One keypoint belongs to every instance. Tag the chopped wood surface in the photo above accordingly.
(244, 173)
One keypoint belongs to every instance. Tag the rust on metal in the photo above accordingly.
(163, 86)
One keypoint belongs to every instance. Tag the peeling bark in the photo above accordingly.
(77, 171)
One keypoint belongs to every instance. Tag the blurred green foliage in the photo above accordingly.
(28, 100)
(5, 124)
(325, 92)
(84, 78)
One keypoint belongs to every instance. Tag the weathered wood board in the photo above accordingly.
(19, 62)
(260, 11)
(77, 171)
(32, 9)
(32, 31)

[Directions for this task]: Transcribe exactly, please, the lines from the one with "One keypoint belongs to every instance. Tag the blurred" to the last line of the entries above, ends included.

[Solution for this problem]:
One keypoint belongs to every instance. Tag the blurred green foliage in the photo above accordingly.
(28, 100)
(5, 124)
(325, 92)
(84, 78)
One keypoint belongs to every instance. Tag the weathered wood board in the photo above accordingly.
(19, 62)
(260, 11)
(77, 171)
(32, 9)
(32, 31)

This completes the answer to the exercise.